Portrait #gensduvieux: Toby Lyle

Portrait #gensduvieux: Toby Lyle

On arrive au Wolf and Workman après le rush du dîner et l’atmosphère est redevenue paisible. Toby Lyle, l’un des propriétaires, nous rejoint, salut amical et sourire avenant. Un léger accent anglo dans son «bonjour» nous plonge immédiatement dans l’ambiance réussie de ce pub anglais aux murs de briques invitant. Vieux roublard dans l’industrie des bars, Toby compte trois établissements rien que dans le Vieux-Montréal, un quartier dont il a suivi l’évolution de près avant de choisir d’y ouvrir ses propres pubs.

Toby, mémoire du Vieux

«Fin des années 90, début des années 2000, j’ai connu le quartier parce que j’étais placier au Centaur. Ensuite, j’ai travaillé presque trois ans au U Lounge, qui depuis est devenu le Santos et après ça, j’ai été embauché à l’Hôtel W, comme directeur de bar» explique Toby. Il a vu la transformation du quartier qui n’a pas toujours été si accueillant ni achalandé. «Au début où j’y étais, il y avait un club de jazz, beaucoup moins de touristes, des bureaux d’affaires, mais pas tellement de résidents. Je dirais qu’il y a eu un tournant, dans les années 2008-2009-2010. Les gens ont commencé à être fiers d’habiter ici, et l’ambiance a changé.» Pour lui, l’ouverture de plus en plus d’hôtels dans le quartier a aussi permis d’amener des touristes tout au long de l’année et a donné un nouveau souffle au Vieux-Montréal, «y compris pour les locaux» souligne Toby.

Le Vieux-Montréal de tous les possibles

«Avant 2010, jamais je n’aurais voulu installer le Wolf and Workman ici, rue St-Paul» explique Toby catégorique. «Mais l’achalandage et le type de clientèles a beaucoup changé». Ouvert à l’année, de midi comme de soir, l’établissement voit en effet tantôt une clientèle en dîner d’affaires ou en 5@7 (le propre du pub, comme on peut s’y attendre), mais aussi des touristes ou des amis venus se détendre dans ce cadre britannique et chaleureux.

«Le Wolf and Workman voit vraiment des travailleurs et des touristes, le Brit N’Chips ouvert rue McGill en 2010, beaucoup plus des locaux, mais c’est normal, on est dans le quartier des affaires», détaille-t-il encore. Pourtant, une chose l’a surpris: «Honnêtement, ce à quoi je ne m’attendais pas, c’est que le Brit N’Chips, qui est si typiquement anglais, remporte un succès surtout auprès des Québécois francophones» explique, ravi, celui dont les racines anglaises peuvent se sentir bien fières.

• Consignes:
- a) Dans le portrait de Toby Lyle, quel poste occupait-il à l'Hôtel W ?
- b) D'après le portrait de Toby Lyle, qu'a apporté au Vieux-Montréal l'ouverture de plus en plus d'hôtels ?

• Section des données:
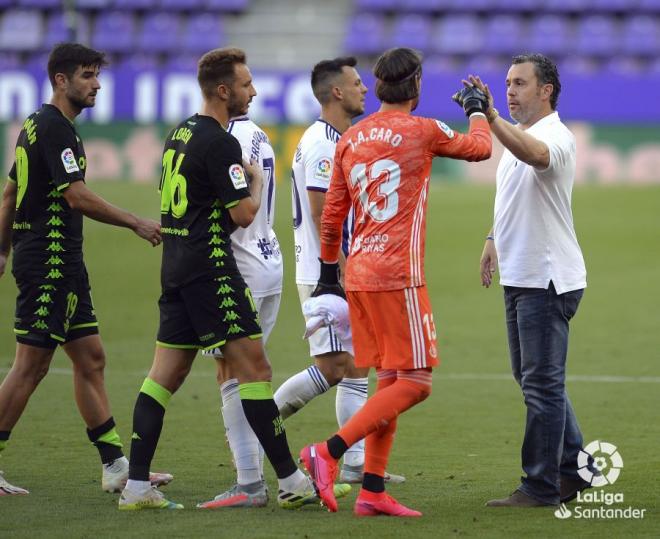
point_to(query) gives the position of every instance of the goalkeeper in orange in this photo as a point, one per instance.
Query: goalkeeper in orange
(382, 170)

• Réponses dans l'ordre:
- a) Il y était directeur de bar.

- b) Selon Toby, ces hôtels ont amené des touristes tout au long de l'année. Cela a donné un nouveau souffle au Vieux-Montréal, y compris pour les locaux.